## Excerpted text:
-- Opening Marker --

Defining human hepatic insulin resistance
The deposition of fat in liver cells (hepatic steatosis) is often accompanied with hepatic insulin resistance. However, it remains unclear if the accumulation of intracellular triglyceride merely causes insulin resistance, or whether the association between these two variables is due to a common underlying molecular pathophysiology and/or non-canonical feedback mechanisms.
Within the liver, insulin normally acts through cell-surface receptors to suppress gluconeogenesis and glycogenolysis, and to promote lipogenesis and glycogen synthesis (Farese RV et al, 2012). We have previously demonstrated that humans defined as insulin resistant (based on fasting systemic circulating insulin concentrations) have higher hepatic de novo lipogenesis than individuals defined as insulin sensitive (Pramfalk et al, 2016). Hepatic insulin resistance typically refers to the impaired ability of insulin to suppress hepatic glucose production and is usually not due to reduced levels of insulin (Farese RV et al, 2012); in obesity systemic levels of circulating insulin are typically high (McQuaid et al, 2011). It remains unclear how to best define hepatic insulin resistance in both in vivo and in vitro cellular models. Therefore, studies will be undertaken to understand and specifically define molecular phenotypes of hepatic insulin resistance, along with the best markers to characterise hepatic insulin resistance. This will be achieved by using an integrated environment and multiple platforms, including in vitro cellular studies, mass spectrometry, single-cell sequencing, single-cell CRISPR, computational modelling of pathways, and clinical translation.

-- Closing Marker --

## Work task:
Write out the passage on hepatic insulin resistance word for word, from "Defining human hepatic" to "non-canonical feedback mechanisms.".

## Data to examine:
-- Opening Marker --

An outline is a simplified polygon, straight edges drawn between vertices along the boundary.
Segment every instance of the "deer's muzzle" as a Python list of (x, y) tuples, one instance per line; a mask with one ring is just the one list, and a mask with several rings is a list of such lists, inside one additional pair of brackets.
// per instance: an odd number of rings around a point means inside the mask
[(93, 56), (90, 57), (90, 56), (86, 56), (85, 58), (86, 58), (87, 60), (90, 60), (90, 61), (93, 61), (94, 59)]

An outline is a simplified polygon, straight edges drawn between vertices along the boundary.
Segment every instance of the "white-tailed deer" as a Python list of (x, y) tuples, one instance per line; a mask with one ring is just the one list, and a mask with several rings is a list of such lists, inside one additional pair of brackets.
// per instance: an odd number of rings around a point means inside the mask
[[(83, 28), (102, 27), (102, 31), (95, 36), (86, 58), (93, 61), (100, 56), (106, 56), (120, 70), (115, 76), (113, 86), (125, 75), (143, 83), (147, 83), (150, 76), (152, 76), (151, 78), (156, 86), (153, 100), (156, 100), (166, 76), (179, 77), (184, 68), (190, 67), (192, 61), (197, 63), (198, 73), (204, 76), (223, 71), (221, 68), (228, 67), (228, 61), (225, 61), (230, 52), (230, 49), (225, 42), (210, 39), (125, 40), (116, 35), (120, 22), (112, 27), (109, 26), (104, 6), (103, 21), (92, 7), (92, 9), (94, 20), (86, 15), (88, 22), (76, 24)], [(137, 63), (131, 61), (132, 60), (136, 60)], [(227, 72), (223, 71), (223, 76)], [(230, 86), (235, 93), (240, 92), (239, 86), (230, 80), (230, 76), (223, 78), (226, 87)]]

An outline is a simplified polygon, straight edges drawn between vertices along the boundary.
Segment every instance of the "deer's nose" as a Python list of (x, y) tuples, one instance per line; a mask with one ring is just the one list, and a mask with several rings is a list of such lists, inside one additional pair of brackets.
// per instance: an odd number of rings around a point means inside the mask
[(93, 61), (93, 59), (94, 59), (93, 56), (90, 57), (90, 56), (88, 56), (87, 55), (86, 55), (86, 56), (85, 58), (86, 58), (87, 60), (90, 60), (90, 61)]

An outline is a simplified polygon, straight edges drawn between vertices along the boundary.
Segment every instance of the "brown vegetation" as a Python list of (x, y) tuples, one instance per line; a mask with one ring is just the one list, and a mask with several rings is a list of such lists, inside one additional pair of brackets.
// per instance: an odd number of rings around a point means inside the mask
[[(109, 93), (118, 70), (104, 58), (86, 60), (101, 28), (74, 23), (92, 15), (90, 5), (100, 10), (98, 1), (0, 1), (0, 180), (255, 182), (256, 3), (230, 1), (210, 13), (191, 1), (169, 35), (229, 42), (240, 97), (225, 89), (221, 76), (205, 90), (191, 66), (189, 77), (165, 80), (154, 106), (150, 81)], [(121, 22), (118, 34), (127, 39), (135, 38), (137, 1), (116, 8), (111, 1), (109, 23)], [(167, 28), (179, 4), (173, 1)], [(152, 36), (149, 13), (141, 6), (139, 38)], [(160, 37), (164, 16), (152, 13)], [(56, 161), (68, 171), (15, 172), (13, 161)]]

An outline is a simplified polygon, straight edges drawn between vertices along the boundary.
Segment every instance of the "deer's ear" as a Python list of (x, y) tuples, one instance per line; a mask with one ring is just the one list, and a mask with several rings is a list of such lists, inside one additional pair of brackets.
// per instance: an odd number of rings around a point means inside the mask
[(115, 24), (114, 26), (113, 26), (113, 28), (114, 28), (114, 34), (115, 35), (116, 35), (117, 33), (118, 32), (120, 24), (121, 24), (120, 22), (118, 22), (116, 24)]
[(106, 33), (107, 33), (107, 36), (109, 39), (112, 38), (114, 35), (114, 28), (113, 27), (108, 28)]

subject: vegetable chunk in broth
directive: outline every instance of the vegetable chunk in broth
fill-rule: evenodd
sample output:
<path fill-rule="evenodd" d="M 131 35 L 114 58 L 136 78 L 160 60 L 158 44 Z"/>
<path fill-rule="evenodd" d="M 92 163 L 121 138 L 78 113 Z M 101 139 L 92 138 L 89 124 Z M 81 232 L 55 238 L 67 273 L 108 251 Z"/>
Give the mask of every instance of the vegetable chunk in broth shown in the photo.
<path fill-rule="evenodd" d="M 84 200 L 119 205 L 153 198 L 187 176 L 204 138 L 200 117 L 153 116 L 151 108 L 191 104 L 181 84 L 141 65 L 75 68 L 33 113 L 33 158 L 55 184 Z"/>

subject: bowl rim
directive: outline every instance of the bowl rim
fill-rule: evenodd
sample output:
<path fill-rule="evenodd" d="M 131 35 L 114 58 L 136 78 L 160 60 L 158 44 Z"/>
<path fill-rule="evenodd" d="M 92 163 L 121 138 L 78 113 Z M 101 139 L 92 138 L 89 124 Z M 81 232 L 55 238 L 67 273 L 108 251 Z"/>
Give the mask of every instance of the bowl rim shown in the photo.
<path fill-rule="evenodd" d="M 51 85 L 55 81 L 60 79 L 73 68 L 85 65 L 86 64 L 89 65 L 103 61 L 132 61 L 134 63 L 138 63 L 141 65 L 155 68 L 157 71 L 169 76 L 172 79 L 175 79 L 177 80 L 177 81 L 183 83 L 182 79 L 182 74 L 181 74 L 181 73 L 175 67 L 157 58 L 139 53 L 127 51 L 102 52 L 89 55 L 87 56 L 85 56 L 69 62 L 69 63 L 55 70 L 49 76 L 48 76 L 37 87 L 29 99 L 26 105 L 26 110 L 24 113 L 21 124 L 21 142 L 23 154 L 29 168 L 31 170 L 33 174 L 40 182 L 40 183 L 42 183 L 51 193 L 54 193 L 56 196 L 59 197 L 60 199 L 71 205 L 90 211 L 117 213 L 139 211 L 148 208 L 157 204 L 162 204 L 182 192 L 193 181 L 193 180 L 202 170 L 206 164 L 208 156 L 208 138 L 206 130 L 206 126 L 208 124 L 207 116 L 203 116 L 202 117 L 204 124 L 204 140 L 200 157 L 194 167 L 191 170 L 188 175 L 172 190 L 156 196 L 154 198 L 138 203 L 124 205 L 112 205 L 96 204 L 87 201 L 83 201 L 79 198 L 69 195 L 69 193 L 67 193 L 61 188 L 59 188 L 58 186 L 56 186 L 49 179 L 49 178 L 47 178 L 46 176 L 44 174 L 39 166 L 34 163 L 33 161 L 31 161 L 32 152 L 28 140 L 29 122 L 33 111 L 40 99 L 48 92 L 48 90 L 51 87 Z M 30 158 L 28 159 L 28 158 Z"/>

-- Closing Marker --

## Response area:
Defining human hepatic insulin resistance
The deposition of fat in liver cells (hepatic steatosis) is often accompanied with hepatic insulin resistance. However, it remains unclear if the accumulation of intracellular triglyceride merely causes insulin resistance, or whether the association between these two variables is due to a common underlying molecular pathophysiology and/or non-canonical feedback mechanisms.